____ Text

Portfolio: Guan Xiao
Ahead of the 9th Berlin Biennale, the Beijing-based artist explains why she likes some of her favourite images
Ahead of the 9th Berlin Biennale, the Beijing-based artist explains why she likes some of her favourite images
TV
I love TV shows that feature a host introducing an artwork in a gallery or museum, or that show spectators visiting an exhibition. I also like travel shows featuring a presenter explaining objects that the camera points at – I find these mostly on YouTube. On some occasions the camera replaces the role of the host, and then we are able to see the exhibit and the spectators at the same time. Different perspectives and ways of seeing are emphasized in these kinds of videos. The presenter’s voice, the exhibits and the viewers (we may also include the host here) become three different types of media which when put together forms an image. I’m interested in the fact that the three components are at the same time distinctive and in tune. What makes this kind of film different from feature films and documentaries is that in these, one can easily differentiate the three things involved: the scene, the host and spectators. Feature films by contrast tend to merge different components as much as possible: the actors, scene, storylines and voiceovers etc. These sort of clips for me do not speak their entirety through images; what emerges is rather some scattered keywords – the images can be described as different components gathered in a way that brings forth a backdrop, without focusing on any one subject. These different perspectives motivate my interest in using the triptych fomat in presenting my videos. For me it allows the flexibility of spectatorship: the members of the audience are themselves the consumers and agents implicated in a new scene.
Studio
I don’t know exactly what this picture is about and now I can’t even find it online. But I’m including it because this sort of documentary or reportage photography sheds light on my installation practice. In this picture it seems we’ve found ourselves in an open air studio. The image can be broken down in so many ways: the natural surroundings, a crowd, performers, the back of the children onlookers, the partial presence of a photographer. What is specific to the image though is that there’s no one obvious focal point. All the components contribute to the texture of the picture.

________
____ Dataset entries

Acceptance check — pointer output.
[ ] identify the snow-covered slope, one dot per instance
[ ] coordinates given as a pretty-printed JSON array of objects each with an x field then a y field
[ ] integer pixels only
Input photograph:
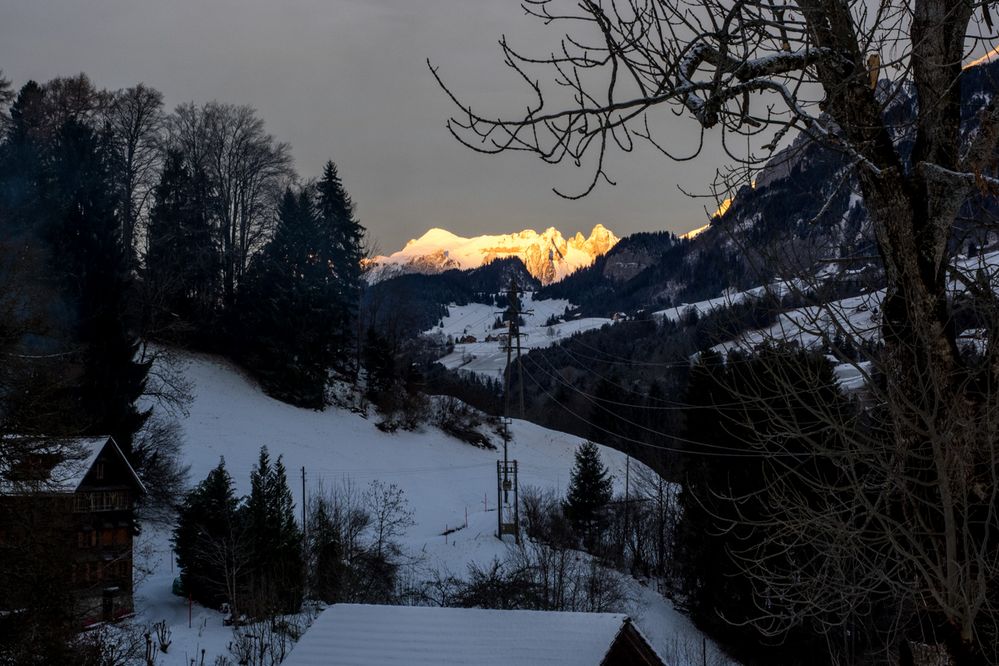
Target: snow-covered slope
[
  {"x": 548, "y": 255},
  {"x": 442, "y": 479}
]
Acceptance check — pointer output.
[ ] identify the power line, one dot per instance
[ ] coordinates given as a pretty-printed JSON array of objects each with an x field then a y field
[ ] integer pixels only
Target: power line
[{"x": 733, "y": 452}]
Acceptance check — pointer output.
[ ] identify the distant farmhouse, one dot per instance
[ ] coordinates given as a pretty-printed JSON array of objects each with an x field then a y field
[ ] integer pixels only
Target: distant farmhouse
[
  {"x": 360, "y": 635},
  {"x": 67, "y": 519}
]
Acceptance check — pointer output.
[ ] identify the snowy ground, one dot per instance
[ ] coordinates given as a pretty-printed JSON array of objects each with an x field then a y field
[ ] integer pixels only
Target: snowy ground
[
  {"x": 442, "y": 478},
  {"x": 488, "y": 359}
]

________

** Instructions to follow **
Please extend the Guan Xiao portfolio text, picking up right after its last sentence. You won't need the entries for this.

** Written answer **
Radio
Recently I listened to one of NTS Radio’s shows called ‘Time is Away (Under the Surface)’. It brings back a memory of two aural-visual gratifications I enjoyed many years ago: John Zorn’s The Big Gundown (1986) and Otomo Yoshihide’s album for his New Jazz Orchestra project ONJO (2005). While listening to those albums I found each song to be a video in its own right. The John Zorn album especially, some of the songs played as a set of videos that effectively linked together. In the second half of the last song a subtitle even popped up in my minds eye. Though back then I was unaware of the fact that its production was originally a recomposition from the eponymous movie. I know I should be mentioning the images that have influenced me but for me these two albums are visual and their impression remains crystal clear for me a decade later.
I’m interested in all kinds of transitions between forms. Be it inter-media or conceptual transitions. Back to the NTS Radio show: a composer selects interpreting voiceovers from old science and travel documentaries, combines this with the music, which brings out an altogether extraordinary travelogue for the imagination to explore. I think that as a medium radio is full of potential for the imagination. I’m thinking of working on an exhibition based on a radio programme.
Event
This is a news image from 2013 showing a group of Russian photographers taking pictures of a gigantic meteor. What is shown is now very common: an image of an event being documented and so widely circulated to the extent that the event itself ceases to be the subject. The image is no longer in the service of the event, it’s the other way around. The photography show ‘Performing for the Camera’, which opened at Tate Modern in February earlier this year, discussed this phenomenon from an art historical perspective, from the invention of the camera until now. In reality the impact of the event now being in service of the image is far stronger: entertainment and consumption renders captured visual experience as a field of deep investment. This is a topic I return to often in my own work.
Image
This is a picture taken by a photographer in Warsaw. I think it’s close to perfection. You might think that there’s a character, a plot, a MacGuffin; there’s fashion and brand culture; there’s suspended time and dramatic contrast; there’s even a perfect pun in the composition. But what makes it stands out is that though we might come up with a multitude of ways of interpretating this picture, for me it gives a sense of a void; one hosting a mosaic of signifiers. For me that brings with it openness and accuracy.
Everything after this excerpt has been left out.